**Objective:** Can you rewrite every line from the start of the items through the line that contains "[(197, 108)]", requests included? Multiply each coordinate in the answers by 2.25 and round to the nearest whole number, rounding halves up.

Source data
++++++++++
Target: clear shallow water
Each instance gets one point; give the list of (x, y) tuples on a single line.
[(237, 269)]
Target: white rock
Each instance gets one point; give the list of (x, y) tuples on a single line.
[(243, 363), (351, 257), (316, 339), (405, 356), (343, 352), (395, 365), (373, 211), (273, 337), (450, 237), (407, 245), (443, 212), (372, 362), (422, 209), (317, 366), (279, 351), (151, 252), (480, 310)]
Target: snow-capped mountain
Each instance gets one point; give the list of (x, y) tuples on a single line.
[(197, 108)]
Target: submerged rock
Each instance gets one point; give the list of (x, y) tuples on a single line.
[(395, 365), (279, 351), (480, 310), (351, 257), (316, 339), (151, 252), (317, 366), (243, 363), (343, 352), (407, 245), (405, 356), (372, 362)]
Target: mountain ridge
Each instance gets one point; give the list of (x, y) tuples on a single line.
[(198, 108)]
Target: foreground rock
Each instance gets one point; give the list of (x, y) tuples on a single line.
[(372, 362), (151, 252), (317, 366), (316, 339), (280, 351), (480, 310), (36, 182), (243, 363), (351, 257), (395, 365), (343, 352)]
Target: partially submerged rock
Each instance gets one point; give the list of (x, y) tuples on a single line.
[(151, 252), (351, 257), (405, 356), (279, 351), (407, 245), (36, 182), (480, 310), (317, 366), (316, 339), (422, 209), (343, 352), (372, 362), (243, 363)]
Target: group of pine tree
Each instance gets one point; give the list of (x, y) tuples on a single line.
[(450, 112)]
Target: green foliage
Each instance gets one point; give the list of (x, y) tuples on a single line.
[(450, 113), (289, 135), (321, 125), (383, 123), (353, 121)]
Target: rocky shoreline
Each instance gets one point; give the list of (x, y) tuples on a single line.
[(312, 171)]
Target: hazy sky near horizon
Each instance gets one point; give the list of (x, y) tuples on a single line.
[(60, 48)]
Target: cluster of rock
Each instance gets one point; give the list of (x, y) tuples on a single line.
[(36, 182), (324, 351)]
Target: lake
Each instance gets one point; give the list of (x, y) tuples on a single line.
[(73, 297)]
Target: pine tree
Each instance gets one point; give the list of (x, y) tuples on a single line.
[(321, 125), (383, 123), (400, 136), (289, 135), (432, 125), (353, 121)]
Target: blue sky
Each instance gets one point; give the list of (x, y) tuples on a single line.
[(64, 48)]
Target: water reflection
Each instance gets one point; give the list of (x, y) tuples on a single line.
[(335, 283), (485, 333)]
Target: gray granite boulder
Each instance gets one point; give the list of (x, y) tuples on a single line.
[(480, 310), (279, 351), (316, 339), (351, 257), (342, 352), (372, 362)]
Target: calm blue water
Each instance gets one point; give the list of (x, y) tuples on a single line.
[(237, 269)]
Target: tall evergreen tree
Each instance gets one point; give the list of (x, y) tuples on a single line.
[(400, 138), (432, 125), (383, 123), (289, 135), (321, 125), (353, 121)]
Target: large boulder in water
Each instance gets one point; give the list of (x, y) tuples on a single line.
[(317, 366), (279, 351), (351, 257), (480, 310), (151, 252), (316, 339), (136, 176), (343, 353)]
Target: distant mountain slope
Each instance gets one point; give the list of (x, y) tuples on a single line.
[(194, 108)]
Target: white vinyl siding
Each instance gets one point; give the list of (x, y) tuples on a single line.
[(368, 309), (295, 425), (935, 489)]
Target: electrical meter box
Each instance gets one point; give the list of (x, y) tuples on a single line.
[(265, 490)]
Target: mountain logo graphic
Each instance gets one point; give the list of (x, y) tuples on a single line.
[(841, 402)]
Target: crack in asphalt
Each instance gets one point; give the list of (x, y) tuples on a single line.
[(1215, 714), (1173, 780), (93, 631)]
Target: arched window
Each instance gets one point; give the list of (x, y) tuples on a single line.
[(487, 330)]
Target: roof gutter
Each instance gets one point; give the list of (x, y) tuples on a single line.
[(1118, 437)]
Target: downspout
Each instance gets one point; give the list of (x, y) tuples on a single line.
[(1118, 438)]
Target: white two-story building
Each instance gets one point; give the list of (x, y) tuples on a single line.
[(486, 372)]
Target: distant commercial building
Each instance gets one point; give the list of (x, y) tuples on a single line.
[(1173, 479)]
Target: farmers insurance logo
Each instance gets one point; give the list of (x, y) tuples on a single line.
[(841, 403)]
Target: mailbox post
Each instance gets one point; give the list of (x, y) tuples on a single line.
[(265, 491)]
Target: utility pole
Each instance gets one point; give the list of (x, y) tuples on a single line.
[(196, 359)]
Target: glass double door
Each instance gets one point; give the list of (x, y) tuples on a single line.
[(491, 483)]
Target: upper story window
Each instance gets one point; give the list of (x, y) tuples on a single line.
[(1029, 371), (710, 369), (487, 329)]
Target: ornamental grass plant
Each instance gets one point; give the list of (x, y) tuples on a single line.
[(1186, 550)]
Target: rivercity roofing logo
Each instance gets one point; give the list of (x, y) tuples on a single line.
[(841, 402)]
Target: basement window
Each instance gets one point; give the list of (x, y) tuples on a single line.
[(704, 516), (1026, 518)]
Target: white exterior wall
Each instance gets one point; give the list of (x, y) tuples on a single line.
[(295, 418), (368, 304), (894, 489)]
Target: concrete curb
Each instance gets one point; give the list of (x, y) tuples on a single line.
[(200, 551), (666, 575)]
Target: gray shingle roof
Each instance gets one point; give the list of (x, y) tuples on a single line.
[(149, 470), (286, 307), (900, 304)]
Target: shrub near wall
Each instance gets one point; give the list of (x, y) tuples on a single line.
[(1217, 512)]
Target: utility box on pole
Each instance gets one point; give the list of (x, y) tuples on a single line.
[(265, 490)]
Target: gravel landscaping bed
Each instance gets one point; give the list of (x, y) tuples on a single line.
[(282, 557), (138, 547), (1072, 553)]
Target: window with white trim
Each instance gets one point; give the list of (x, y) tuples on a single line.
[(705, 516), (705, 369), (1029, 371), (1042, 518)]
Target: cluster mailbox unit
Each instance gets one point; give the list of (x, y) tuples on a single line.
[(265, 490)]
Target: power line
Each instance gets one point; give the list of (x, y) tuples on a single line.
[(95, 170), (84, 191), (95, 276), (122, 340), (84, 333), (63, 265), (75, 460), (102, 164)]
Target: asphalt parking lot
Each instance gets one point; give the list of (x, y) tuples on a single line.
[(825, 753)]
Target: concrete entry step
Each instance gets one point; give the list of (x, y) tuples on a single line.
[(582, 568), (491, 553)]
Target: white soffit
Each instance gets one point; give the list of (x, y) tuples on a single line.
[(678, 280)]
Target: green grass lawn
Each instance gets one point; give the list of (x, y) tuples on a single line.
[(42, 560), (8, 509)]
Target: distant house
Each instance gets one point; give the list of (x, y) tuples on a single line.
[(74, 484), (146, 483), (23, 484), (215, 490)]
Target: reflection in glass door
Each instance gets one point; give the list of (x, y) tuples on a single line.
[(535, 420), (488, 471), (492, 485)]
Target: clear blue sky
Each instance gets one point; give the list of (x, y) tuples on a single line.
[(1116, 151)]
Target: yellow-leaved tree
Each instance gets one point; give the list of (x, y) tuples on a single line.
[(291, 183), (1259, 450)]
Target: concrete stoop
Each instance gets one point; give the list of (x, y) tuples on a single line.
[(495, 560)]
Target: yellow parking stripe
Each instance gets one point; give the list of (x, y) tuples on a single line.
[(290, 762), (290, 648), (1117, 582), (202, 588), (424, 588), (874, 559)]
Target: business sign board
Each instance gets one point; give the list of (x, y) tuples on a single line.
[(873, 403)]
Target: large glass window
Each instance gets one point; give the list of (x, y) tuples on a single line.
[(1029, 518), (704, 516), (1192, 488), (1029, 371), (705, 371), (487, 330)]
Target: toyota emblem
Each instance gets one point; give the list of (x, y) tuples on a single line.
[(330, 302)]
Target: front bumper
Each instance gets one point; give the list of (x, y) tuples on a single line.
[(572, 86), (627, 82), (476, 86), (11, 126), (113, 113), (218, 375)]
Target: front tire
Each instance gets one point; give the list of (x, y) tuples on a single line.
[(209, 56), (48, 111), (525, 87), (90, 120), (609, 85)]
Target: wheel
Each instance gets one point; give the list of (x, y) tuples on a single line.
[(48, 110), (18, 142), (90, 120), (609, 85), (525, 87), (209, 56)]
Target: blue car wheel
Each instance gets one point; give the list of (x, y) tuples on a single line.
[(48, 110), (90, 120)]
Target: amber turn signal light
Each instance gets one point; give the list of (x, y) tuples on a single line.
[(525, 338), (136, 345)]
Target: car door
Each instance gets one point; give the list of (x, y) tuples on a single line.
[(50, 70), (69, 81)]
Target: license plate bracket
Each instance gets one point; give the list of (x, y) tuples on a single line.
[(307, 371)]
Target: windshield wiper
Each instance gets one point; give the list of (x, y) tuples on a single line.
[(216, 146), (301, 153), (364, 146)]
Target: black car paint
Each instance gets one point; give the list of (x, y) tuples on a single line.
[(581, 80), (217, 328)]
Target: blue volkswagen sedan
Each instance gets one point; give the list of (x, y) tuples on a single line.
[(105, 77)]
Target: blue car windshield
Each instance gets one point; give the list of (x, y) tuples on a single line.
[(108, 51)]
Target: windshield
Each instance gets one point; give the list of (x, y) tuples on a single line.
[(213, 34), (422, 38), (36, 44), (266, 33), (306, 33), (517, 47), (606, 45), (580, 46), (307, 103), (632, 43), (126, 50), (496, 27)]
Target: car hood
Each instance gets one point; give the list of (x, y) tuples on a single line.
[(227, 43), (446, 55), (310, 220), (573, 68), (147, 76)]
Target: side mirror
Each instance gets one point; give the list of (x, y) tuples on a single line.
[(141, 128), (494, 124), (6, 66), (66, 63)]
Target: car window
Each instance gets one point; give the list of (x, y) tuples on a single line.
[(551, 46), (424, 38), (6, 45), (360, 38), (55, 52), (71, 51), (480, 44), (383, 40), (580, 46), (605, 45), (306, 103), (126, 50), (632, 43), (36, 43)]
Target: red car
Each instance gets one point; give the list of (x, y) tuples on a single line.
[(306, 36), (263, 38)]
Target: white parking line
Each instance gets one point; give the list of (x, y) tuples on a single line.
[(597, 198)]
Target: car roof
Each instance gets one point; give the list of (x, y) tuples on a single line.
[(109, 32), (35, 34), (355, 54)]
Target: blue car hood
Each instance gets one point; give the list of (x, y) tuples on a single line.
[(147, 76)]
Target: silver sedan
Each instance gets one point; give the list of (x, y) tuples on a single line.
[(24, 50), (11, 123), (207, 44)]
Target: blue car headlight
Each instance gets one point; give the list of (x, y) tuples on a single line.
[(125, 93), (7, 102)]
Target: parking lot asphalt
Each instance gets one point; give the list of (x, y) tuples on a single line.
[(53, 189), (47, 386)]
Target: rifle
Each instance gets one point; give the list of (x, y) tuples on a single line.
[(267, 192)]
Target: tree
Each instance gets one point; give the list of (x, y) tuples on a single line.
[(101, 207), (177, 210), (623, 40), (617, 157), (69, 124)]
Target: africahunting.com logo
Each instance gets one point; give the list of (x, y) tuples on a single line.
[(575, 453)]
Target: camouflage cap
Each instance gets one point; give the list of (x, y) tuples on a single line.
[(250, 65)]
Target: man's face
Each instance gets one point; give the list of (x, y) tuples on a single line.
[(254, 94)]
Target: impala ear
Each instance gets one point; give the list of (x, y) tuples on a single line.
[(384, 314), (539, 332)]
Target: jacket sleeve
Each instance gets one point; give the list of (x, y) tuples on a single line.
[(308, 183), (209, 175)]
++++++++++
**Answer to the exercise:**
Target: clear shallow water
Each instance gets one point; give the list of (x, y) tuples on a single line.
[(533, 605)]
Target: white rock
Each instance gets one point; give the list of (x, y) tuples on a single line.
[(547, 817), (790, 578), (711, 763), (911, 801), (772, 792), (889, 821), (839, 475), (614, 758), (1013, 533), (916, 551), (997, 477), (837, 815), (950, 470), (713, 824), (628, 790), (340, 567), (1080, 698)]
Target: snow-capped mountain
Each instance gets one point; give the list of (x, y) tuples on a single line.
[(443, 243)]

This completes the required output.